= Yapılacak iş =
Asker oyunu oynayan çocuğu anlatan yazıdan, "Lilypie 5th Birthday PicLilypie" ifadesini içeren sözlerle açılıp "kötüleri bombalıyorum :)" ile kapanan kısmı hiç değiştirmeden çıkar.

= Okunacak bölüm =
^^^^^^^^
Lilypie 5th Birthday PicLilypie 5th Birthday Ticker

30 Ekim 2008 Perşembe

Bizim asker :))

Bu sabah uyandığımda bizimkini bu halde buldum :)
-Bu ne hal yavrum neredeyse boğulacaksın?
-Ben asker oldum anneee.. dedi:)
-haa.. peki o boynundakiler ne?
-Onlar benim bombalarım kötüleri bombalıyorum :)
Eve bir göz attım ki bombalanmamış bir köşe kalmamış:) Zavallı evimiz kimbilir ne kötülük yaptı?
Ayağınada bir ayakkabı geçirmiş:) ayakkabısız asker olmazmiş:)
Ayakkabılı, pijamalı neredeyse boğulmak üzere olan asker, ben kahvaltıyı hazırlayana kadar biraz daha bombaladı dibi köşeyi.. Kahvaltıdan sonra anne, enkaz toplama görevlisi olarak saatlerce görevini icra etti:S
Bugün nasıl olmuşsa saatin sesini duyamamış (belki de duymuş ama kapatmış) uyanamamışım..Servisçi teyzemizin kapıyı çalması ile uyandık..Gözümün biri açık diğeri kapalı üzerimde ne vardı hatırlamıyorum bile :) kapıyı açıp biz uyanamadık dedim:) Sağolsun kadın ''siz hazırlanın biz 10 dk sonra tekrar gelelim'' diyerek gitti..İbrahim Eren'i bir taraftan ben diğer taraftan babası adeta paket gibi hazırlayıp gönderiverdik:) kendiside okula varınca uyanmıştır artık:P

27 Ekim 2008 Pazartesi

İbrahim Eren'e neler oluyor?
^^^^^^^^
= Veri satırları =
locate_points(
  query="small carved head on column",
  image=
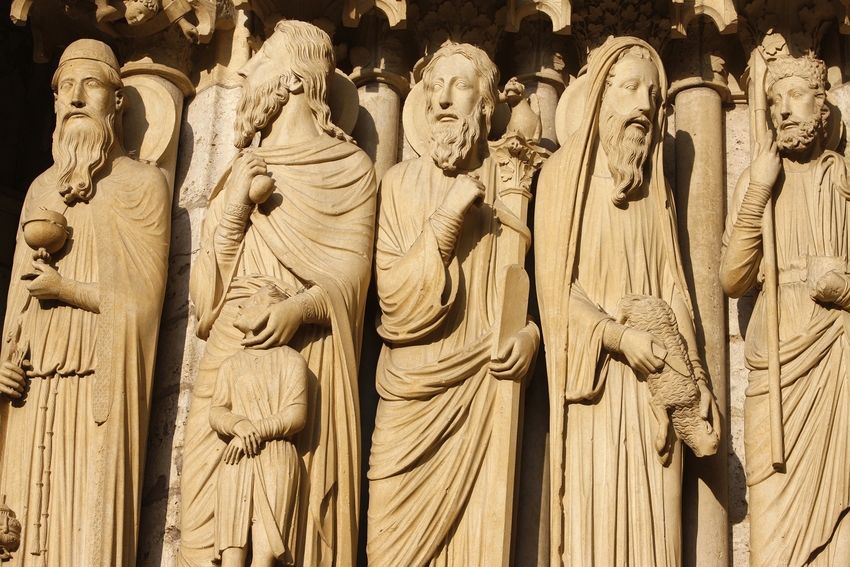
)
^^^^^^^^
= Görevin çıktısı =
Lilypie 5th Birthday PicLilypie 5th Birthday Ticker

30 Ekim 2008 Perşembe

Bizim asker :))

Bu sabah uyandığımda bizimkini bu halde buldum :)
-Bu ne hal yavrum neredeyse boğulacaksın?
-Ben asker oldum anneee.. dedi:)
-haa.. peki o boynundakiler ne?
-Onlar benim bombalarım kötüleri bombalıyorum :)